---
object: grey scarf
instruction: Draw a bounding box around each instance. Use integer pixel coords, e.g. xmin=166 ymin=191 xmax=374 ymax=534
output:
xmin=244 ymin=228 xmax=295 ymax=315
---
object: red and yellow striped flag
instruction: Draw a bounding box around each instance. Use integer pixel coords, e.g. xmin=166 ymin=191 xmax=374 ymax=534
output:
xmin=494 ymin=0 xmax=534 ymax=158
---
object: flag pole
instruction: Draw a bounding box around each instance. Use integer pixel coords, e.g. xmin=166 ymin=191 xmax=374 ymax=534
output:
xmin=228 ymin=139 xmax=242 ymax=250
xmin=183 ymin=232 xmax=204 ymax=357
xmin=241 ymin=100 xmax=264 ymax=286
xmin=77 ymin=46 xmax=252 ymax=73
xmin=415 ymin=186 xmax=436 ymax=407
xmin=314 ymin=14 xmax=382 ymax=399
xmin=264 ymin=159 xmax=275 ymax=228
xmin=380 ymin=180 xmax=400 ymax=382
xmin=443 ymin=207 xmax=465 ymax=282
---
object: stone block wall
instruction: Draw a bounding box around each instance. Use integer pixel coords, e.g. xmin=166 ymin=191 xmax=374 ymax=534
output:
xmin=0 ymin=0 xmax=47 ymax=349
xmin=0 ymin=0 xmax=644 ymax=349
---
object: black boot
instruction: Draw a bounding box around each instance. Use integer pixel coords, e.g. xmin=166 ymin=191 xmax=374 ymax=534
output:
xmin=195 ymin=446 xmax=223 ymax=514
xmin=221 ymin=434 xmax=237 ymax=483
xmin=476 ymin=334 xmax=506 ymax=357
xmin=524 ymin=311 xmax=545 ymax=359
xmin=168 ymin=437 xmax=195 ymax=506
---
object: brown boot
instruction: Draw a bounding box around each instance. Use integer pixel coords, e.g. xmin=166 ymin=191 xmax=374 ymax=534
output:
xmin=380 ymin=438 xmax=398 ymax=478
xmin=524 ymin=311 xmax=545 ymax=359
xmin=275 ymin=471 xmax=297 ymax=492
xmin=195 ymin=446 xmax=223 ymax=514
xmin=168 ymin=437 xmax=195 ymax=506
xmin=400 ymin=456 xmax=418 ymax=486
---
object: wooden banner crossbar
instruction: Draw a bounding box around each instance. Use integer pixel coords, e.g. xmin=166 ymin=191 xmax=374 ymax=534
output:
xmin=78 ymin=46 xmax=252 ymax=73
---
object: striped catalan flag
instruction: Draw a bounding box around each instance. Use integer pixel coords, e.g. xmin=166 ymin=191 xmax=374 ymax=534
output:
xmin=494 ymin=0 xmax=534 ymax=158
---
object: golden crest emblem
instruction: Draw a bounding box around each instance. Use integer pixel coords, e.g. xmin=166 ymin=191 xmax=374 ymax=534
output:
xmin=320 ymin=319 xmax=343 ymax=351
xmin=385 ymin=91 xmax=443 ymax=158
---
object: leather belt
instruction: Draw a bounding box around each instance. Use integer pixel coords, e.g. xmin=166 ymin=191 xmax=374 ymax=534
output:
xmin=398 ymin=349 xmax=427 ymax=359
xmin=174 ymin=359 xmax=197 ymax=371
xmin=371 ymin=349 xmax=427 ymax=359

- Written request
Output the listing above without altering a single character.

- Result for this task
---
object: grey scarf
instruction: Draw a bounding box around each instance. Use integer pixel coords, e.g. xmin=166 ymin=191 xmax=374 ymax=534
output:
xmin=244 ymin=228 xmax=295 ymax=315
---
object: red and yellow striped flag
instruction: Draw a bounding box around each instance. Use integer pixel coords, e.g. xmin=166 ymin=191 xmax=374 ymax=534
output:
xmin=494 ymin=0 xmax=534 ymax=158
---
object: flag pole
instruction: Draw a bounding box around each instance. Use integer pixel coords, e.g. xmin=166 ymin=191 xmax=374 ymax=534
output:
xmin=228 ymin=139 xmax=242 ymax=250
xmin=183 ymin=232 xmax=204 ymax=357
xmin=241 ymin=100 xmax=264 ymax=286
xmin=77 ymin=46 xmax=252 ymax=73
xmin=415 ymin=186 xmax=436 ymax=407
xmin=314 ymin=14 xmax=382 ymax=399
xmin=264 ymin=159 xmax=275 ymax=228
xmin=380 ymin=180 xmax=400 ymax=382
xmin=443 ymin=207 xmax=465 ymax=282
---
object: stone block wall
instruction: Draw a bounding box around each instance. Use integer pixel coords, e.g. xmin=166 ymin=191 xmax=374 ymax=534
output:
xmin=0 ymin=0 xmax=47 ymax=349
xmin=0 ymin=0 xmax=644 ymax=349
---
object: black boot
instruction: Draw a bounding box around each instance. Use integer pixel coords, e.g. xmin=166 ymin=191 xmax=374 ymax=534
output:
xmin=195 ymin=446 xmax=223 ymax=514
xmin=221 ymin=434 xmax=237 ymax=483
xmin=476 ymin=334 xmax=506 ymax=357
xmin=524 ymin=311 xmax=545 ymax=359
xmin=168 ymin=437 xmax=195 ymax=506
---
object: brown boot
instruction: Draw a bounding box around each instance. Use integer pixel coords, e.g. xmin=166 ymin=191 xmax=374 ymax=534
output:
xmin=380 ymin=438 xmax=398 ymax=478
xmin=524 ymin=311 xmax=545 ymax=359
xmin=275 ymin=471 xmax=297 ymax=492
xmin=195 ymin=446 xmax=223 ymax=514
xmin=168 ymin=437 xmax=195 ymax=506
xmin=400 ymin=456 xmax=418 ymax=486
---
object: wooden banner crossbar
instruction: Draw a bounding box around each instance. Use integer pixel coords, e.g. xmin=166 ymin=191 xmax=374 ymax=534
output:
xmin=78 ymin=46 xmax=252 ymax=73
---
object: striped catalan flag
instruction: Draw a bounding box around each instance. Use integer pixel coords, e.g. xmin=166 ymin=191 xmax=374 ymax=534
output:
xmin=494 ymin=0 xmax=534 ymax=158
---
object: golden crest emblem
instruction: Draw a bounding box around each instance. Use integer pixel coords, e.g. xmin=166 ymin=191 xmax=374 ymax=534
output:
xmin=320 ymin=319 xmax=343 ymax=351
xmin=385 ymin=91 xmax=443 ymax=158
---
object: leather belt
instruction: Draw a bounding box around each instance. Use integer pixel coords, e.g. xmin=166 ymin=191 xmax=374 ymax=534
output:
xmin=398 ymin=349 xmax=427 ymax=359
xmin=174 ymin=359 xmax=197 ymax=371
xmin=371 ymin=349 xmax=427 ymax=359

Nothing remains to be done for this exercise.